** TASK GOAL **
Locate every line in the material below that contains the string "rail", matching case exactly, and copy each of those lines.

** Begin SUPPLIED RECORDS **

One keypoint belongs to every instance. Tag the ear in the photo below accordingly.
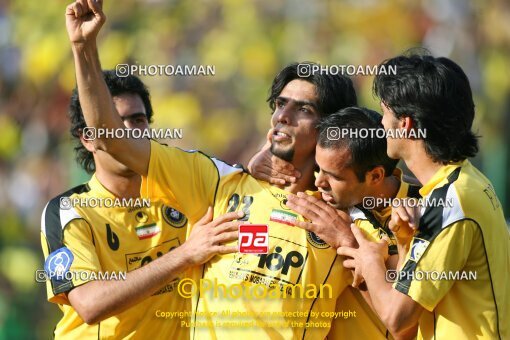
(375, 176)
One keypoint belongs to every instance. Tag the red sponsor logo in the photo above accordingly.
(253, 239)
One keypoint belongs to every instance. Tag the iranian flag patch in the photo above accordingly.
(147, 231)
(282, 216)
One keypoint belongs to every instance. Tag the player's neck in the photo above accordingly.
(421, 164)
(306, 181)
(120, 185)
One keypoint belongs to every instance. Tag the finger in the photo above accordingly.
(95, 6)
(358, 234)
(349, 263)
(358, 279)
(70, 9)
(227, 226)
(225, 249)
(346, 251)
(303, 207)
(269, 135)
(77, 9)
(84, 6)
(280, 175)
(225, 237)
(227, 218)
(267, 178)
(206, 218)
(320, 207)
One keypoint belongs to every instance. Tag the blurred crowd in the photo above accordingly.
(226, 114)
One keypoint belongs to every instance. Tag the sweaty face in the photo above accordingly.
(390, 122)
(132, 112)
(337, 182)
(294, 120)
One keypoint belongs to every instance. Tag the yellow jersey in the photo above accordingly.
(245, 292)
(458, 265)
(87, 243)
(360, 321)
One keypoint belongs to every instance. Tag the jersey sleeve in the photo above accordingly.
(185, 180)
(75, 254)
(424, 275)
(368, 230)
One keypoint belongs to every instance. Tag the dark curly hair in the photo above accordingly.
(117, 86)
(335, 92)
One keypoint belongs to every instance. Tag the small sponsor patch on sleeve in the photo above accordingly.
(418, 248)
(58, 263)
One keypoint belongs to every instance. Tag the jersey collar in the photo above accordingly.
(98, 189)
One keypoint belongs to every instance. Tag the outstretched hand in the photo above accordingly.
(208, 237)
(84, 19)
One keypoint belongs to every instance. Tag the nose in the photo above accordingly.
(283, 115)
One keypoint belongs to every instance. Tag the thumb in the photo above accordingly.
(269, 135)
(96, 6)
(207, 217)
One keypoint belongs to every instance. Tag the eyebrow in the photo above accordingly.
(329, 173)
(133, 115)
(298, 102)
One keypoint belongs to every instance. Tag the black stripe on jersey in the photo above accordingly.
(431, 225)
(196, 306)
(54, 232)
(413, 191)
(314, 300)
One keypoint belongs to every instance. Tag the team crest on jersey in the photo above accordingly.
(418, 248)
(174, 217)
(58, 263)
(316, 241)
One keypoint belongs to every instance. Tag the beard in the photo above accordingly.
(285, 154)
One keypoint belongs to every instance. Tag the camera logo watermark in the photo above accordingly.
(124, 70)
(42, 276)
(91, 133)
(434, 275)
(336, 133)
(371, 202)
(67, 203)
(307, 70)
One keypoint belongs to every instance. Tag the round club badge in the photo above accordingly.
(174, 217)
(316, 241)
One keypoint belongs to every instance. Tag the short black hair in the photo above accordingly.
(334, 91)
(117, 86)
(435, 93)
(366, 153)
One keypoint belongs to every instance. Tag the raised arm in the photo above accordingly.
(84, 19)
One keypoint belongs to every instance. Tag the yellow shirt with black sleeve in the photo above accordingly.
(458, 265)
(108, 242)
(297, 261)
(360, 321)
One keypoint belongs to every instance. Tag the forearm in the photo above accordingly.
(387, 301)
(99, 111)
(99, 300)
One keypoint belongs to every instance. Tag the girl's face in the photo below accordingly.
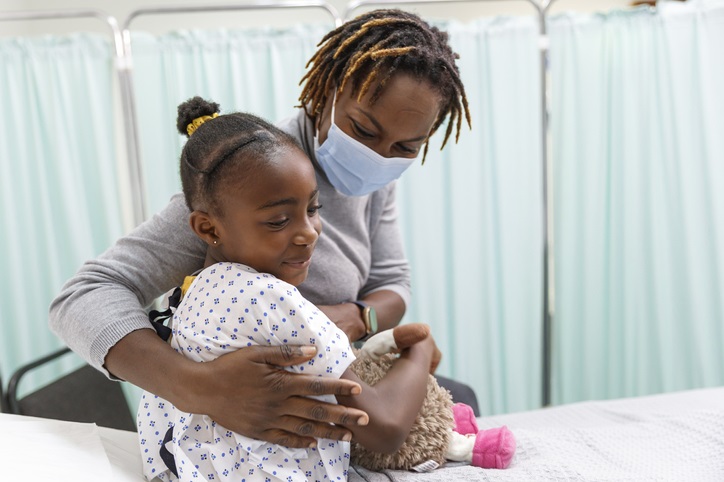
(271, 223)
(396, 125)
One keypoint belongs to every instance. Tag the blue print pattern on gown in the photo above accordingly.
(227, 307)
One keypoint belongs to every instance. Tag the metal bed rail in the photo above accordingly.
(124, 66)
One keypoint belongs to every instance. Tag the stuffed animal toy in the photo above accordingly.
(443, 430)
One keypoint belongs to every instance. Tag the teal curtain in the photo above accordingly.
(253, 70)
(472, 218)
(58, 191)
(637, 112)
(637, 186)
(476, 205)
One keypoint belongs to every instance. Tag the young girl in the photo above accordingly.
(254, 201)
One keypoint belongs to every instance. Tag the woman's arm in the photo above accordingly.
(101, 315)
(244, 391)
(390, 308)
(395, 401)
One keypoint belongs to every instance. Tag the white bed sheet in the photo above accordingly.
(668, 437)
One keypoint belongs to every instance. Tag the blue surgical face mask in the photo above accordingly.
(353, 168)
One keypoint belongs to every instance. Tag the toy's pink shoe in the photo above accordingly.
(494, 448)
(465, 422)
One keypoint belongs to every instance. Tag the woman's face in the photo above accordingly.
(396, 125)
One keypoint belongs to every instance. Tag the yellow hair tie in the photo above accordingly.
(191, 128)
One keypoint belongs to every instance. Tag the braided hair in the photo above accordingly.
(373, 48)
(231, 147)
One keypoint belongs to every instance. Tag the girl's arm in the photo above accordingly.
(394, 402)
(101, 315)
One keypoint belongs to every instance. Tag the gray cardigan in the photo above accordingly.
(360, 251)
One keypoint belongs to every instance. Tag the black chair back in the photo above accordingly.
(85, 395)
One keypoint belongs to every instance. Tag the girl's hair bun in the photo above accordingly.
(194, 108)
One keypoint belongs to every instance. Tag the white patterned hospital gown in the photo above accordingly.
(227, 307)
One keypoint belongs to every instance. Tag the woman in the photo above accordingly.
(378, 87)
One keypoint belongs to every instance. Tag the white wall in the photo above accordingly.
(121, 9)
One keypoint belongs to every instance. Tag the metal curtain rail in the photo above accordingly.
(126, 66)
(134, 167)
(541, 7)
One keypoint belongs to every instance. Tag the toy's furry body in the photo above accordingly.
(430, 434)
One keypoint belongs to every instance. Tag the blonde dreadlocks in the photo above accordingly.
(374, 47)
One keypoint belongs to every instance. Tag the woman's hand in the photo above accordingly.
(245, 391)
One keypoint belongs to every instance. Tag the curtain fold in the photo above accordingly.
(472, 218)
(253, 70)
(639, 172)
(638, 189)
(58, 184)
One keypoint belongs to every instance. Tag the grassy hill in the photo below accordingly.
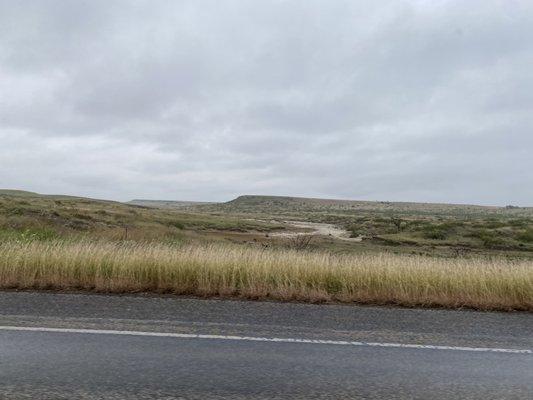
(419, 228)
(44, 216)
(167, 203)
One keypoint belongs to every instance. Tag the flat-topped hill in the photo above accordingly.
(267, 204)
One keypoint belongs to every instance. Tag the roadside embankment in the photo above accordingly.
(247, 272)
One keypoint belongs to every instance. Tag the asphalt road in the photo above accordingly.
(99, 347)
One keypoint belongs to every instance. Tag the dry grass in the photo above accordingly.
(215, 270)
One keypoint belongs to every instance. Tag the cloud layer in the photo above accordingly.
(206, 100)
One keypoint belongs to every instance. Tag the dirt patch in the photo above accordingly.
(317, 228)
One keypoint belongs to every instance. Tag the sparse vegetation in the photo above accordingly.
(399, 253)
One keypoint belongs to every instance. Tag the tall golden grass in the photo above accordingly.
(216, 270)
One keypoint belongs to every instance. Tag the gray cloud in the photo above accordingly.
(422, 101)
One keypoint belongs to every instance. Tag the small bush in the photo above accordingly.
(526, 236)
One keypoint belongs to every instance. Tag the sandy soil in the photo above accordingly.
(317, 228)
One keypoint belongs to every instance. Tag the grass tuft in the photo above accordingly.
(283, 274)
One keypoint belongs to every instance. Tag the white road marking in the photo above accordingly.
(264, 339)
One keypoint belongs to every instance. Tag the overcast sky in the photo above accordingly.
(207, 100)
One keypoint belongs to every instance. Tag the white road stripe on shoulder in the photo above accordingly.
(265, 339)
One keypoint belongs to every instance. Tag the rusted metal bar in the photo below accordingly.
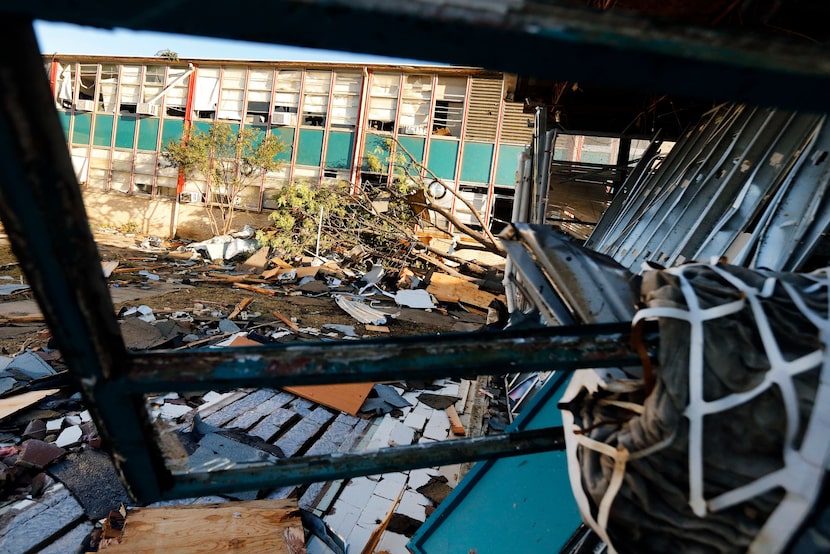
(43, 215)
(309, 469)
(452, 355)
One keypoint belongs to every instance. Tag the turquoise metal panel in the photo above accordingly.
(415, 146)
(507, 165)
(310, 147)
(339, 150)
(125, 132)
(65, 118)
(518, 504)
(103, 130)
(286, 135)
(171, 129)
(476, 162)
(148, 134)
(83, 124)
(442, 156)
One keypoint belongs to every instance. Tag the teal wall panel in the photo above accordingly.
(202, 126)
(171, 129)
(309, 147)
(442, 157)
(148, 129)
(515, 504)
(125, 132)
(415, 146)
(339, 150)
(286, 135)
(507, 165)
(103, 130)
(65, 118)
(83, 125)
(476, 162)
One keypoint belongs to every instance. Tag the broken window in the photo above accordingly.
(206, 95)
(130, 88)
(383, 101)
(175, 93)
(450, 93)
(415, 101)
(260, 83)
(232, 94)
(316, 98)
(66, 87)
(345, 99)
(108, 88)
(286, 98)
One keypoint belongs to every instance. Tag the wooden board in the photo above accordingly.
(346, 398)
(252, 526)
(447, 288)
(13, 404)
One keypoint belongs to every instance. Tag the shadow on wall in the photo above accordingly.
(156, 216)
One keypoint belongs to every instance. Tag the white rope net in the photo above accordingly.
(727, 451)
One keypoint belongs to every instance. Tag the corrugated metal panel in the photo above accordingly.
(515, 128)
(483, 113)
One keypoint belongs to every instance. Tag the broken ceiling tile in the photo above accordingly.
(55, 424)
(174, 411)
(413, 505)
(36, 429)
(360, 311)
(402, 435)
(414, 298)
(31, 365)
(437, 401)
(69, 437)
(37, 454)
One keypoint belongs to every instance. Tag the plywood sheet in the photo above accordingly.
(253, 526)
(346, 398)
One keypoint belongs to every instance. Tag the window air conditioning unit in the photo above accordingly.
(189, 196)
(282, 118)
(145, 108)
(85, 105)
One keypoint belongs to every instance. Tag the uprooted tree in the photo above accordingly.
(334, 218)
(229, 161)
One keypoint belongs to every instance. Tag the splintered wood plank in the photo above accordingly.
(252, 526)
(447, 288)
(347, 398)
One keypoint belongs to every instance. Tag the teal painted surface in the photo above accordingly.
(83, 124)
(476, 162)
(286, 136)
(148, 130)
(339, 150)
(375, 146)
(103, 130)
(65, 118)
(415, 146)
(507, 165)
(202, 126)
(125, 132)
(517, 504)
(310, 147)
(442, 157)
(171, 129)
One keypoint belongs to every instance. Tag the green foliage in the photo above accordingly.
(348, 220)
(229, 160)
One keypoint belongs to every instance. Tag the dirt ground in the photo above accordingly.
(304, 310)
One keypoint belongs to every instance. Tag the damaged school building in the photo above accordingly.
(464, 125)
(656, 383)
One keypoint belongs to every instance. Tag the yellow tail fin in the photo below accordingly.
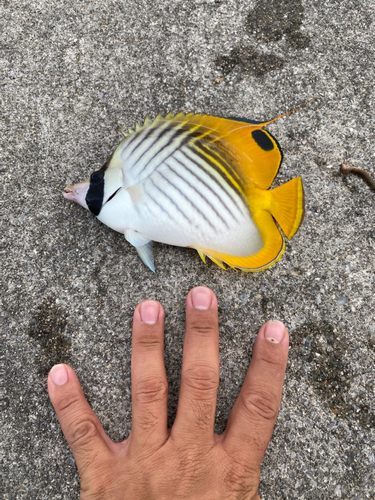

** End SUPPLIED RECORDS **

** EXERCISE RESPONSE **
One keypoint belongs to every instance. Tag the metal bed rail in the photo above accordingly.
One keypoint belongs to every instance. Tag the metal curtain rail in the photo above accordingly.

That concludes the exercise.